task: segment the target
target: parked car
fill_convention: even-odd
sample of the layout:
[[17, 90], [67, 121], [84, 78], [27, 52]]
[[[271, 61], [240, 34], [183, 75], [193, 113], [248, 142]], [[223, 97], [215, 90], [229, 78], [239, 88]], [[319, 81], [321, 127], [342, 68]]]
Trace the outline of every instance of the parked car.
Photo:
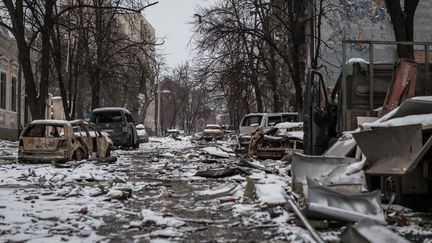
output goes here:
[[[75, 137], [83, 144], [89, 158], [105, 159], [110, 157], [113, 142], [107, 133], [101, 132], [93, 123], [83, 120], [74, 120], [70, 123]], [[96, 153], [96, 156], [93, 153]]]
[[180, 134], [180, 130], [175, 129], [175, 128], [173, 128], [173, 129], [167, 129], [165, 131], [165, 136], [167, 136], [167, 137], [177, 138], [177, 136], [179, 134]]
[[136, 125], [137, 134], [138, 134], [138, 141], [140, 143], [147, 143], [148, 142], [148, 134], [145, 130], [145, 127], [143, 124]]
[[138, 148], [138, 134], [131, 113], [121, 107], [97, 108], [91, 122], [109, 134], [115, 146]]
[[202, 138], [205, 140], [223, 139], [224, 136], [225, 133], [221, 126], [216, 124], [208, 124], [202, 133]]
[[35, 120], [19, 139], [21, 162], [66, 162], [86, 159], [85, 148], [74, 136], [71, 124], [63, 120]]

**Task statement:**
Give every line of the entries above as a Markdown table with the columns Row and Entry line, numbering the rows, skipping blank lines, and leaving out the pictures.

**Result of this task:**
| Row | Entry line |
|---|---|
| 1 | task: segment the target |
| 2 | target: parked car |
| 3 | fill_convention: even-odd |
| 4 | sample of the layout: |
| 5 | [[17, 90], [67, 121], [84, 78], [27, 52]] |
| 6 | [[[271, 61], [240, 34], [183, 75], [193, 113], [248, 142]], [[223, 97], [215, 90], [229, 78], [239, 88]], [[319, 81], [321, 127], [342, 68]]] |
| 7 | Trace the outline of every instance of the parked car. |
| 8 | Photo: |
| 9 | output goes here: |
| 10 | [[[75, 137], [83, 144], [89, 158], [105, 159], [110, 157], [113, 142], [107, 133], [101, 132], [93, 123], [83, 120], [74, 120], [70, 123]], [[96, 153], [96, 156], [93, 153]]] |
| 11 | [[180, 134], [180, 130], [175, 129], [175, 128], [173, 128], [173, 129], [167, 129], [165, 131], [165, 136], [167, 136], [167, 137], [177, 138], [177, 136], [179, 134]] |
| 12 | [[136, 125], [137, 134], [138, 134], [138, 141], [140, 143], [147, 143], [148, 142], [148, 134], [145, 130], [145, 127], [143, 124]] |
| 13 | [[138, 148], [138, 134], [131, 113], [121, 107], [97, 108], [91, 122], [109, 134], [115, 146]] |
| 14 | [[202, 138], [205, 140], [223, 139], [224, 136], [225, 133], [221, 126], [216, 124], [208, 124], [202, 133]] |
| 15 | [[35, 120], [19, 139], [21, 162], [66, 162], [86, 159], [85, 148], [74, 136], [71, 124], [63, 120]] |